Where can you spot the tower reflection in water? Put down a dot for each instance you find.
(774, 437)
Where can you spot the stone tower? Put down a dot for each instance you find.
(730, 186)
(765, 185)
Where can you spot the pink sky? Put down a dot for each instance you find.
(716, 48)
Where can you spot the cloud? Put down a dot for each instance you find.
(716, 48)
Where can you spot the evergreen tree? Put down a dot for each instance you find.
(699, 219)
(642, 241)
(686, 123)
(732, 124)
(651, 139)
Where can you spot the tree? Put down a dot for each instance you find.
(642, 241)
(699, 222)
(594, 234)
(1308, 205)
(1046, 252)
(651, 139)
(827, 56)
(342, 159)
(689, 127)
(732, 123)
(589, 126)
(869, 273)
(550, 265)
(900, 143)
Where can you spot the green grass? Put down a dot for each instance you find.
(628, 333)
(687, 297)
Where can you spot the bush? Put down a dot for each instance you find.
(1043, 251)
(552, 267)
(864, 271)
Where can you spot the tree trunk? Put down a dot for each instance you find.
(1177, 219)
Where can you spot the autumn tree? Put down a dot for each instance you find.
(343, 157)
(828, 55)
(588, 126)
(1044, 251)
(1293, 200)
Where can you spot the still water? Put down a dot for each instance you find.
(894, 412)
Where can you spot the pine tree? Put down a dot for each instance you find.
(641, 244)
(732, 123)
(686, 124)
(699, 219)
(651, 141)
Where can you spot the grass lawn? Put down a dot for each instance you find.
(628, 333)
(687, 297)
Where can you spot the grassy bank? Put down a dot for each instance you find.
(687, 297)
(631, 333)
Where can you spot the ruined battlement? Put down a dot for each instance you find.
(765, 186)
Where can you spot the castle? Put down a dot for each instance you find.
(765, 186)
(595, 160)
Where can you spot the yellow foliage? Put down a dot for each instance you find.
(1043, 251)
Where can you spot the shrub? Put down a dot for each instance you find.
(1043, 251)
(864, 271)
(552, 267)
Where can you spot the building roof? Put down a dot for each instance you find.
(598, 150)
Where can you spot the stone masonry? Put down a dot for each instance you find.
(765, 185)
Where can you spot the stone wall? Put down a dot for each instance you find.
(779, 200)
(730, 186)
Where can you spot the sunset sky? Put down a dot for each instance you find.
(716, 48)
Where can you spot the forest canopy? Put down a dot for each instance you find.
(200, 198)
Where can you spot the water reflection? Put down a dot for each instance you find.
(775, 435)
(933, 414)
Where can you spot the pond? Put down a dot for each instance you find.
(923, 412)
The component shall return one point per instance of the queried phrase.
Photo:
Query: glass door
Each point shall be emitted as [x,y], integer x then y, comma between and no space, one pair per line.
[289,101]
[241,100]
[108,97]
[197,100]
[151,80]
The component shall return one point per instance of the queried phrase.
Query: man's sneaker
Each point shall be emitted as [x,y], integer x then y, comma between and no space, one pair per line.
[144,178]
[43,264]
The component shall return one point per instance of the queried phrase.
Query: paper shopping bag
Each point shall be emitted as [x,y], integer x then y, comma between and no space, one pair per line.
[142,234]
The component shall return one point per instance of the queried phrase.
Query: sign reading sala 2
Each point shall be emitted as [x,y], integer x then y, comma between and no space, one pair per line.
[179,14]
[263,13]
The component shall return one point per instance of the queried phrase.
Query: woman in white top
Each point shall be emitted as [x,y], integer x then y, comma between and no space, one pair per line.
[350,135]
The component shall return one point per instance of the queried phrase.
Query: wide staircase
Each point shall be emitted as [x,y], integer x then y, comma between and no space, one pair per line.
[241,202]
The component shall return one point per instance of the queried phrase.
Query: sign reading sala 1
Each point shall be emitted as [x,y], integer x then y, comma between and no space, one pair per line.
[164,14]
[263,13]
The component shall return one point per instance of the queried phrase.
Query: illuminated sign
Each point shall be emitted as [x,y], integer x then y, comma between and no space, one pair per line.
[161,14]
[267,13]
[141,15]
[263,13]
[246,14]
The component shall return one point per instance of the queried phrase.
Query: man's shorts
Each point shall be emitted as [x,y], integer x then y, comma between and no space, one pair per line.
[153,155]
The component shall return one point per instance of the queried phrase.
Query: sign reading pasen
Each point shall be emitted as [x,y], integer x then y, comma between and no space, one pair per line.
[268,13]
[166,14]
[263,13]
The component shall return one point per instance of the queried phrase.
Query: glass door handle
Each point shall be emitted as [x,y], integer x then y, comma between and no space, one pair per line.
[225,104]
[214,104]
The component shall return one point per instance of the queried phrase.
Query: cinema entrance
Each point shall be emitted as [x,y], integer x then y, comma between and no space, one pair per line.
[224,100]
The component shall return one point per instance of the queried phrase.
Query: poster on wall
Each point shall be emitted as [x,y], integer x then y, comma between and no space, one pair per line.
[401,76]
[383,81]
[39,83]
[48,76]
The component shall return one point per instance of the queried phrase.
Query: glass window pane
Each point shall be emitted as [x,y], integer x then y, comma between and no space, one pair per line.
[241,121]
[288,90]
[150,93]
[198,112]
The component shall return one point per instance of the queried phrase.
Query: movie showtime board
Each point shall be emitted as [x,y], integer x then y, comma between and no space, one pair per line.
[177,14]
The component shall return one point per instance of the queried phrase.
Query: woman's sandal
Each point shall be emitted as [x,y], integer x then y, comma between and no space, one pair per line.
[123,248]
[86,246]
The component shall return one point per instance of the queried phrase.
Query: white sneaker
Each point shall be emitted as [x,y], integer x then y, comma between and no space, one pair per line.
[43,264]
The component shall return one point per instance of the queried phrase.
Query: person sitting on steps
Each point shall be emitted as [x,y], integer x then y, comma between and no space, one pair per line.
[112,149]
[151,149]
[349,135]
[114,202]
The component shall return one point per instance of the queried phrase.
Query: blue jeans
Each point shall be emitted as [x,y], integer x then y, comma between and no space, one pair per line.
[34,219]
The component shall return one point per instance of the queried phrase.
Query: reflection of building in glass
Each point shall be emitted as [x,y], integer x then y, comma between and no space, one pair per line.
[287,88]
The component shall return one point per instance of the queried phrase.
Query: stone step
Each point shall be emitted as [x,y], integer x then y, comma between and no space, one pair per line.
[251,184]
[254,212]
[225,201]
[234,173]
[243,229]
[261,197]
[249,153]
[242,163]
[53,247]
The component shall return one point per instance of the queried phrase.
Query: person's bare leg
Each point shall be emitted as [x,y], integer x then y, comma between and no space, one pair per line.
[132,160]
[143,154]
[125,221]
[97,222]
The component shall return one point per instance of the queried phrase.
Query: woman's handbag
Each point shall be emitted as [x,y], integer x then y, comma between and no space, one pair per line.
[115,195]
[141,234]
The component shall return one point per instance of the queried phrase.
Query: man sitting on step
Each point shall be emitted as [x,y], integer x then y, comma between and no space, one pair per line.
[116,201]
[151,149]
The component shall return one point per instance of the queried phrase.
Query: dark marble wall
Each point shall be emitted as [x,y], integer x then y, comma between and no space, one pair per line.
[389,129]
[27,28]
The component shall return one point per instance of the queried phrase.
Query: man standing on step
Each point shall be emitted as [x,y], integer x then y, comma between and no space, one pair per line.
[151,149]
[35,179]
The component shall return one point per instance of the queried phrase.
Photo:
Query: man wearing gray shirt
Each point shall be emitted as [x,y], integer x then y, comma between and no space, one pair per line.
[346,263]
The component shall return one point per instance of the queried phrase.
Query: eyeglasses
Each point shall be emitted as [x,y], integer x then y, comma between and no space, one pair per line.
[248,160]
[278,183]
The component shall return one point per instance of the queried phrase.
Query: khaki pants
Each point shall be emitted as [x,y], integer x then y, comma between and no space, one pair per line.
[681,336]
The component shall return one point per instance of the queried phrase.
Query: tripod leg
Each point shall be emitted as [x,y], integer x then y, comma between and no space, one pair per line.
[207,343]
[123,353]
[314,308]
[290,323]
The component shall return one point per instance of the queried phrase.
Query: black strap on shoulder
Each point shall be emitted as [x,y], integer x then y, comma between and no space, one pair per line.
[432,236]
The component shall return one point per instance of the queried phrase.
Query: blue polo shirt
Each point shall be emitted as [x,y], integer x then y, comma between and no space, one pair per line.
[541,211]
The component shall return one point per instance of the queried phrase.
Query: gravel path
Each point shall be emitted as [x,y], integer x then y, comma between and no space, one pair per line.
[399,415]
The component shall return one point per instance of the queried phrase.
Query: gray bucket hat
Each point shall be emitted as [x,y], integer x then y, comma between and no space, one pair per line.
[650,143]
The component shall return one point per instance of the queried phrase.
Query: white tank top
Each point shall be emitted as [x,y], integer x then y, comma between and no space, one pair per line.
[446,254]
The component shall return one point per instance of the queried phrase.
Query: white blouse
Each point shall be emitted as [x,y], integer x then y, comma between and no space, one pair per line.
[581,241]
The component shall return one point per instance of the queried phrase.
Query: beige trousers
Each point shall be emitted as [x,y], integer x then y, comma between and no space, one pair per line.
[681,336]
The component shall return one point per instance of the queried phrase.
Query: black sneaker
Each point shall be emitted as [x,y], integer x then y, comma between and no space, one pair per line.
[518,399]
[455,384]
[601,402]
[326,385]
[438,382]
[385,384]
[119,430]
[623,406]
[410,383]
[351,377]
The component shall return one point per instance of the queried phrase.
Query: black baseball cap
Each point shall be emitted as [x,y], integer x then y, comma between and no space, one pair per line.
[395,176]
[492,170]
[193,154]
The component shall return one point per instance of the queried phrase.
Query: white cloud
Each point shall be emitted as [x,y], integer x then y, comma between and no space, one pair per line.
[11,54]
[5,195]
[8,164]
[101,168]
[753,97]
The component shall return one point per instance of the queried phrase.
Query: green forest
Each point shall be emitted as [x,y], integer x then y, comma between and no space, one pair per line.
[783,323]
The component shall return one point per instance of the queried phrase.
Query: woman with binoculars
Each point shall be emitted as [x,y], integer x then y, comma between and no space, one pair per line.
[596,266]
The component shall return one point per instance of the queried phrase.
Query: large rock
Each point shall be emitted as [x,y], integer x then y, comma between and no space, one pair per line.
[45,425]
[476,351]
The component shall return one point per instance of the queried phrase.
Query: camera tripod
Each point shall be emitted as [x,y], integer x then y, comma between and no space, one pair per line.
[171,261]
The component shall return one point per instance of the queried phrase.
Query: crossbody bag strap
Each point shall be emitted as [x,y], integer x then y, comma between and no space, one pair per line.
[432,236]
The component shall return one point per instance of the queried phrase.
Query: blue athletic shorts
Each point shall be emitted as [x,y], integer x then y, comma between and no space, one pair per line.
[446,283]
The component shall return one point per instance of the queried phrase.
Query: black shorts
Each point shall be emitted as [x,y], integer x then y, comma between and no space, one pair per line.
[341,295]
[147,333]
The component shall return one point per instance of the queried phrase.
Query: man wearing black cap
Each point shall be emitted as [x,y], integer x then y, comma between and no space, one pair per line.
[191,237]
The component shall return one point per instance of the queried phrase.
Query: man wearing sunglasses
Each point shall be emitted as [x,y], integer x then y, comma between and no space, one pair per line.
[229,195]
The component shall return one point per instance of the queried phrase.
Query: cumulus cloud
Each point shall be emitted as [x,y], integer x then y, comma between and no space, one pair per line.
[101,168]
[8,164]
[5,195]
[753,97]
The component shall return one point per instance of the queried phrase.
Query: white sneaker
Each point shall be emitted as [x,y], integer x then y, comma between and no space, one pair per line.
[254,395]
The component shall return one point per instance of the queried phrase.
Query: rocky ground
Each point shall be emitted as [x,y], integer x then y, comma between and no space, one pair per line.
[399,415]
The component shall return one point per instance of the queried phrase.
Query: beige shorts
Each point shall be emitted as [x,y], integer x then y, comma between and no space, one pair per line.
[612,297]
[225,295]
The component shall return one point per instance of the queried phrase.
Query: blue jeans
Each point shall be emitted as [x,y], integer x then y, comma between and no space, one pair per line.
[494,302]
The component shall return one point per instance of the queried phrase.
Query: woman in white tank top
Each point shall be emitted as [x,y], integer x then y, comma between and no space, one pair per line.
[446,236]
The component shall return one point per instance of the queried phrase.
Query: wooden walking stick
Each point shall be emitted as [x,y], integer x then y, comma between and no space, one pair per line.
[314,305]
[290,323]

Your task: Can you rewrite the items above, starting at the line containing "Where can you spot the bush?" and ending at the line containing "(1177, 219)", as a JSON list of strings with one string per line and blank lines omitted?

Expected answer:
[
  "Where can you spot the bush? Put down a dot for each instance you find.",
  "(1043, 251)",
  "(552, 267)",
  "(864, 271)",
  "Where can you spot the tree trunk? Put down a dot for each instance you find.",
  "(1177, 219)"
]